## WHAT IS NEEDED:
Could you reproduce every line of all the items below verbatim, changing nothing?

## EXTRACTED ENTRIES:
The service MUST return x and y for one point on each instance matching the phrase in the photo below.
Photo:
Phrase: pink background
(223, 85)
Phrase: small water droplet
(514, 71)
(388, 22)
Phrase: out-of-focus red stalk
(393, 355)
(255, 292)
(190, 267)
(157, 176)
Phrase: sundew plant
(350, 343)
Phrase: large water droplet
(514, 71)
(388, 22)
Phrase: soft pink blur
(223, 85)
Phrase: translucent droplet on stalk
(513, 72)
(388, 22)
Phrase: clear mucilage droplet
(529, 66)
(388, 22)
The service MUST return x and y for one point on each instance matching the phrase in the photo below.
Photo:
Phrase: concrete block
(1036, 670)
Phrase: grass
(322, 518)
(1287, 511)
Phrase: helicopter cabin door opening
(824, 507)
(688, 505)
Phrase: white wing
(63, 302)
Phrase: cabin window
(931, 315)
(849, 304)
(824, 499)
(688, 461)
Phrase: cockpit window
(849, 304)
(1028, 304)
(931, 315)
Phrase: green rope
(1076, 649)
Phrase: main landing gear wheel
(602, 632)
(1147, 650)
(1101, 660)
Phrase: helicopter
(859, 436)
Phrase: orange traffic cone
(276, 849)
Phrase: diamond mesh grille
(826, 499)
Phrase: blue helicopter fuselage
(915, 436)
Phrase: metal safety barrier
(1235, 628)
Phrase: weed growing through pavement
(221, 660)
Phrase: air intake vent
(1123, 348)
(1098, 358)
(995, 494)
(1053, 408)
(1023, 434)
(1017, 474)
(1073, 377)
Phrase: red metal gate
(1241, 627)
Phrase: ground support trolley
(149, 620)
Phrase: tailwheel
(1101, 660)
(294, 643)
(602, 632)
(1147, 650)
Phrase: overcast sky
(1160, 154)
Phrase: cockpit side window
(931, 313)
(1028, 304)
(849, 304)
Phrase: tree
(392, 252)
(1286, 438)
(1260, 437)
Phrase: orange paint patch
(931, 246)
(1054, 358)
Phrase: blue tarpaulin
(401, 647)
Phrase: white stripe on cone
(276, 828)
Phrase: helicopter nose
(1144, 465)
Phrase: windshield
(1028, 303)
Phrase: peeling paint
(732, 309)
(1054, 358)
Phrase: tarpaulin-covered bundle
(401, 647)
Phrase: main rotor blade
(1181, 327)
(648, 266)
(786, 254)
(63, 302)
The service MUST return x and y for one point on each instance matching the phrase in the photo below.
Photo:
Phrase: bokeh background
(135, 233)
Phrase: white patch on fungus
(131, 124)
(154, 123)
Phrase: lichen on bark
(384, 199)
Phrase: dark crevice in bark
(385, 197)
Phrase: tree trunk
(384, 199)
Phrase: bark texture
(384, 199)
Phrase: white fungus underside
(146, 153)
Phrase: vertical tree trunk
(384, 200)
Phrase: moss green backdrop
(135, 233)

## OUTPUT FOR THIS EXERCISE:
The service MUST return x and y for one point on each instance matching the phrase in the photo below.
Photo:
Phrase: pink background
(223, 85)
Phrase: small water droplet
(514, 71)
(388, 22)
Phrase: out-of-focus red stalk
(393, 355)
(255, 292)
(190, 267)
(157, 176)
Phrase: sundew plant
(350, 343)
Phrase: large water droplet
(514, 71)
(388, 22)
Phrase: soft pink blur
(223, 85)
Phrase: translucent droplet on stalk
(513, 72)
(388, 22)
Phrase: clear mucilage droplet
(529, 66)
(388, 22)
The service MUST return x and y for one point on each instance matching the phrase in the photo below.
Photo:
Phrase: concrete block
(1036, 670)
Phrase: grass
(322, 518)
(1287, 511)
Phrase: helicopter cabin door opening
(824, 507)
(688, 505)
Phrase: white wing
(63, 302)
Phrase: cabin window
(931, 315)
(849, 304)
(824, 499)
(688, 461)
Phrase: cockpit window
(849, 304)
(1028, 304)
(931, 315)
Phrase: green rope
(1076, 649)
Phrase: main landing gear wheel
(602, 632)
(1147, 650)
(1101, 660)
Phrase: helicopter
(859, 436)
Phrase: orange traffic cone
(276, 849)
Phrase: diamond mesh grille
(826, 499)
Phrase: blue helicopter fuselage
(915, 436)
Phrase: metal safety barrier
(1235, 628)
Phrase: weed growing through pavement
(221, 660)
Phrase: air intake vent
(1123, 348)
(1098, 358)
(995, 494)
(1053, 408)
(1023, 434)
(1017, 474)
(1073, 377)
Phrase: red metal gate
(1241, 627)
Phrase: ground support trolley
(149, 620)
Phrase: tailwheel
(1101, 660)
(294, 643)
(602, 632)
(1147, 650)
Phrase: overcast sky
(1160, 154)
Phrase: cockpit side window
(931, 313)
(1028, 304)
(849, 304)
Phrase: tree
(392, 252)
(1286, 438)
(1260, 437)
Phrase: orange paint patch
(931, 246)
(1054, 358)
Phrase: blue tarpaulin
(401, 647)
Phrase: white stripe on cone
(276, 828)
Phrase: helicopter nose
(1144, 465)
Phrase: windshield
(1028, 303)
Phrase: peeling paint
(732, 309)
(1054, 358)
Phrase: tarpaulin-covered bundle
(401, 647)
Phrase: main rotor blade
(1181, 327)
(648, 266)
(786, 254)
(63, 302)
The service MUST return x and y for one point on each instance matching the phrase in the photo below.
Photo:
Phrase: bokeh background
(135, 233)
Phrase: white patch on fungus
(131, 124)
(154, 123)
Phrase: lichen on bark
(384, 199)
Phrase: dark crevice in bark
(385, 197)
Phrase: tree trunk
(384, 199)
Phrase: bark texture
(384, 199)
Phrase: white fungus underside
(146, 153)
Phrase: vertical tree trunk
(384, 200)
Phrase: moss green backdrop
(135, 233)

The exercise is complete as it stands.